───── Record excerpts ─────
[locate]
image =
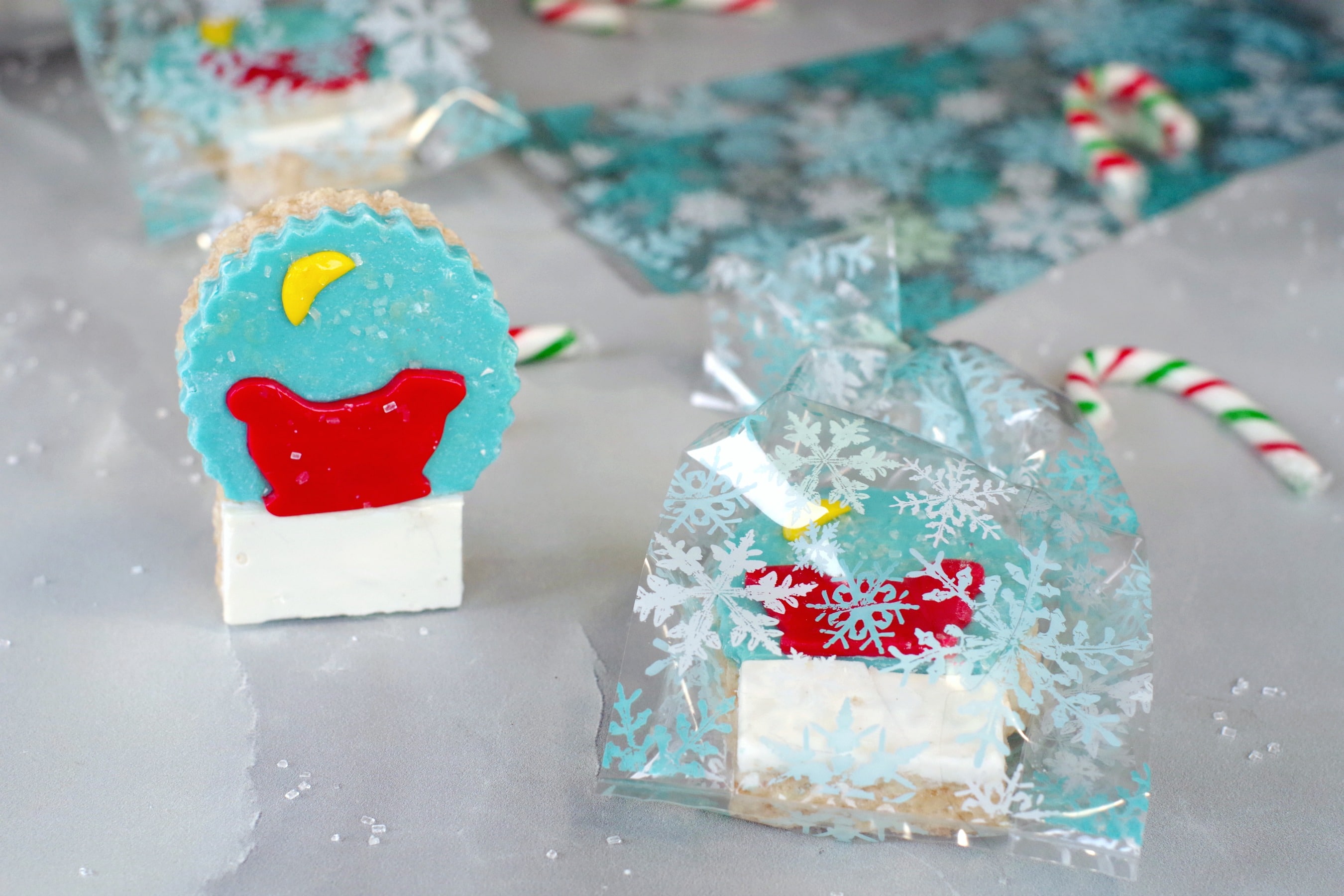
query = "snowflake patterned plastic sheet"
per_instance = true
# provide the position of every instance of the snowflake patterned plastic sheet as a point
(963, 143)
(911, 608)
(227, 104)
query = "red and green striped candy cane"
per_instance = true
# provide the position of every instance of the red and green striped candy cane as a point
(581, 15)
(1121, 101)
(1132, 366)
(545, 341)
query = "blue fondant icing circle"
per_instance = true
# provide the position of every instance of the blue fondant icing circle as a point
(412, 301)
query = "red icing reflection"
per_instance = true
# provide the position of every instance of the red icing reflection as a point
(292, 69)
(360, 452)
(812, 626)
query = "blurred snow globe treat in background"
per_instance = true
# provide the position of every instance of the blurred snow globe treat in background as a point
(905, 597)
(347, 375)
(227, 104)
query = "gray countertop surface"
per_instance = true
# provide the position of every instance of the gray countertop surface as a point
(141, 742)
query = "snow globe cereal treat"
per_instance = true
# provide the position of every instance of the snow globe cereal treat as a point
(347, 374)
(238, 101)
(906, 597)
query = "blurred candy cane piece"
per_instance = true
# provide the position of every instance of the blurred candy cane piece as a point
(581, 15)
(1122, 101)
(1229, 405)
(544, 341)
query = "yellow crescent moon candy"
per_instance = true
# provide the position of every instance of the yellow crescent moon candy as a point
(307, 277)
(218, 33)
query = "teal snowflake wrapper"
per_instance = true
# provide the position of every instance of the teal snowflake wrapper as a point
(967, 135)
(882, 484)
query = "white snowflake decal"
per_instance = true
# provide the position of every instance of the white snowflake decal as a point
(1051, 227)
(817, 460)
(702, 594)
(710, 210)
(1019, 647)
(843, 199)
(427, 37)
(974, 107)
(955, 500)
(1007, 795)
(701, 497)
(1304, 114)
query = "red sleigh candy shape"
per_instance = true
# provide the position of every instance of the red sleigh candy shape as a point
(362, 452)
(816, 628)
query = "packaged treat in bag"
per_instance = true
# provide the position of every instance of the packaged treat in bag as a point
(226, 104)
(906, 601)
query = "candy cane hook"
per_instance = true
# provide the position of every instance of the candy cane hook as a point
(1144, 367)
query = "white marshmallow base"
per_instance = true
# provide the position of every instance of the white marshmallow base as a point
(782, 699)
(402, 558)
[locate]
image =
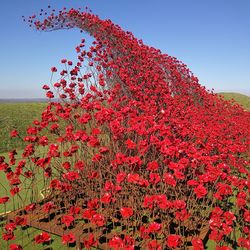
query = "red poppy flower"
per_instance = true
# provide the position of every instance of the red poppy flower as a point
(200, 191)
(68, 238)
(8, 236)
(42, 237)
(14, 133)
(197, 244)
(126, 212)
(67, 220)
(10, 226)
(15, 247)
(4, 199)
(116, 243)
(153, 245)
(90, 241)
(173, 241)
(53, 69)
(20, 221)
(98, 219)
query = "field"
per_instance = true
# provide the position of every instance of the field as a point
(16, 116)
(19, 116)
(241, 99)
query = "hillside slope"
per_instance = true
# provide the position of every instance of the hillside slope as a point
(243, 100)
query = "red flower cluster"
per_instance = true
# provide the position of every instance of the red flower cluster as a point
(136, 145)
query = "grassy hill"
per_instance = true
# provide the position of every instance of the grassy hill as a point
(243, 100)
(16, 116)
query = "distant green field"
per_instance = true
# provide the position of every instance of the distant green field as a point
(16, 116)
(241, 99)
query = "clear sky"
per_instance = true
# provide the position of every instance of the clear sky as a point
(211, 36)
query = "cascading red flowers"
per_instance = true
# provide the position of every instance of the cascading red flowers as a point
(137, 148)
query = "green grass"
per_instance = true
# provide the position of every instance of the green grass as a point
(16, 116)
(25, 196)
(241, 99)
(25, 237)
(19, 116)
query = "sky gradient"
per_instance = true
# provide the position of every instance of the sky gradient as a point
(211, 37)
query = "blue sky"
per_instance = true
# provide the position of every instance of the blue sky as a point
(212, 37)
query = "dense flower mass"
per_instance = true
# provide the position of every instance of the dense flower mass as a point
(139, 151)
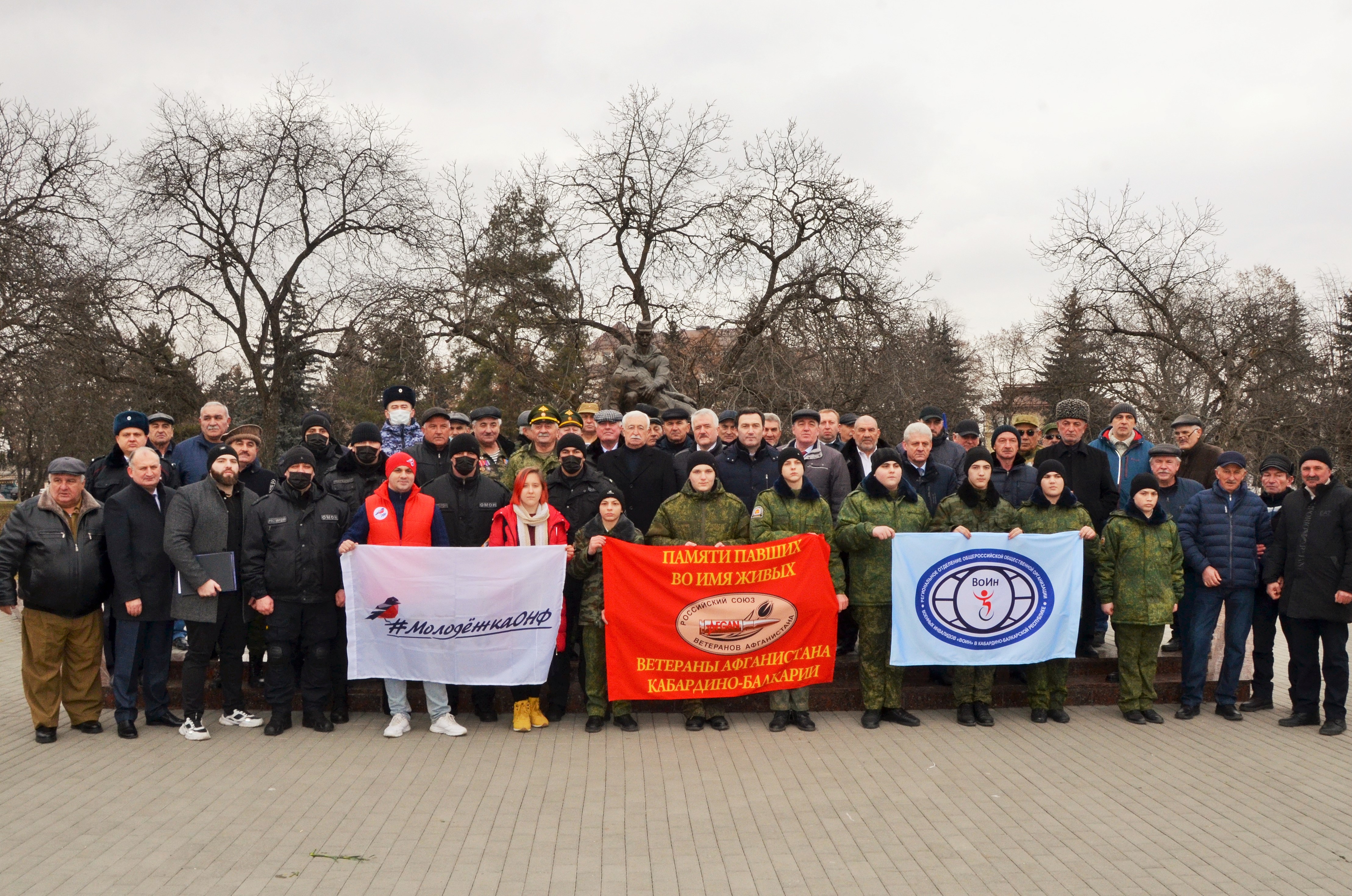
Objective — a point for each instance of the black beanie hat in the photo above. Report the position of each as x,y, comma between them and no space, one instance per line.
217,451
363,433
1144,480
299,455
463,442
571,440
1051,467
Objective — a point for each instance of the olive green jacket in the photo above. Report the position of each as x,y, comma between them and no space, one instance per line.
974,510
705,518
1140,567
871,559
805,511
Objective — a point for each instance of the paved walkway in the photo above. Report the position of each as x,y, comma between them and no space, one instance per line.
1094,807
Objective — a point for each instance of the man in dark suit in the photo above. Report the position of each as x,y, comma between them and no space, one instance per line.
1089,476
645,475
142,578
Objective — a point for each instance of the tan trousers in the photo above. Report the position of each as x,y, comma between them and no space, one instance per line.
61,666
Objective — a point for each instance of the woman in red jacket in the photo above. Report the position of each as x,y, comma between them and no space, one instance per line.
530,522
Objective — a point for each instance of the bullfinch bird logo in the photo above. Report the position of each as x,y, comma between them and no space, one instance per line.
387,610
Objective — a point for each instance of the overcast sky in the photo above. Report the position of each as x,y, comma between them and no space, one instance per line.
977,118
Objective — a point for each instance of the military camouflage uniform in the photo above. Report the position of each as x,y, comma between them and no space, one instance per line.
589,568
974,510
871,580
705,518
782,513
1140,572
1039,517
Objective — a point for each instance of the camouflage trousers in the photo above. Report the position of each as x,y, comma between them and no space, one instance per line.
789,701
881,682
1138,659
972,684
1047,684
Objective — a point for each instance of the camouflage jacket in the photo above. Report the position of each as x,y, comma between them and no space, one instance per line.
871,559
782,514
705,518
1140,567
1039,517
589,568
524,457
979,513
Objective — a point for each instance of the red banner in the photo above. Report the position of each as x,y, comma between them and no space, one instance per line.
719,622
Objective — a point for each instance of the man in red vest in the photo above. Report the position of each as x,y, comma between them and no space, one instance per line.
399,514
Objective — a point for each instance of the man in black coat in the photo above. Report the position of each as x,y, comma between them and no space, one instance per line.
468,499
142,580
645,475
1309,569
1089,475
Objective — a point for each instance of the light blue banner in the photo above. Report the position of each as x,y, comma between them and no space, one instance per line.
989,601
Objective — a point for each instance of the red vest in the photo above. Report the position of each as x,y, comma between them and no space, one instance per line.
384,525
─────
▶ [What is asked] Return the lines from the line containing "Objective — a point for each instance of the red banner" to the end of the entries above, exactly as they appear and with no other output.

▶ [Answer to the exercise]
Objective — a point for each instance of the red banner in the photo above. Report the position of each as x,y, comma between them and no space, one instance per line.
719,622
Objective — a point for each instance of the man in red vest in the photo above. Report the position of each as x,y, comma between them and no space, one instance per line.
399,514
Objective — a point for each instance of the man in black coat in the photo above. Report the position of each as x,y, comma between them and no space, one instance per line.
468,499
142,580
645,475
1309,569
1089,475
Objective — a point for each instance of the light blue banner in the photo above. Report the position of each as x,y, comma between them and no space, one instance per line.
989,601
Objective — a point for each instance of the red vest in the photo above. Report the position of each as x,y, comma between them and no space, one instance per line.
384,525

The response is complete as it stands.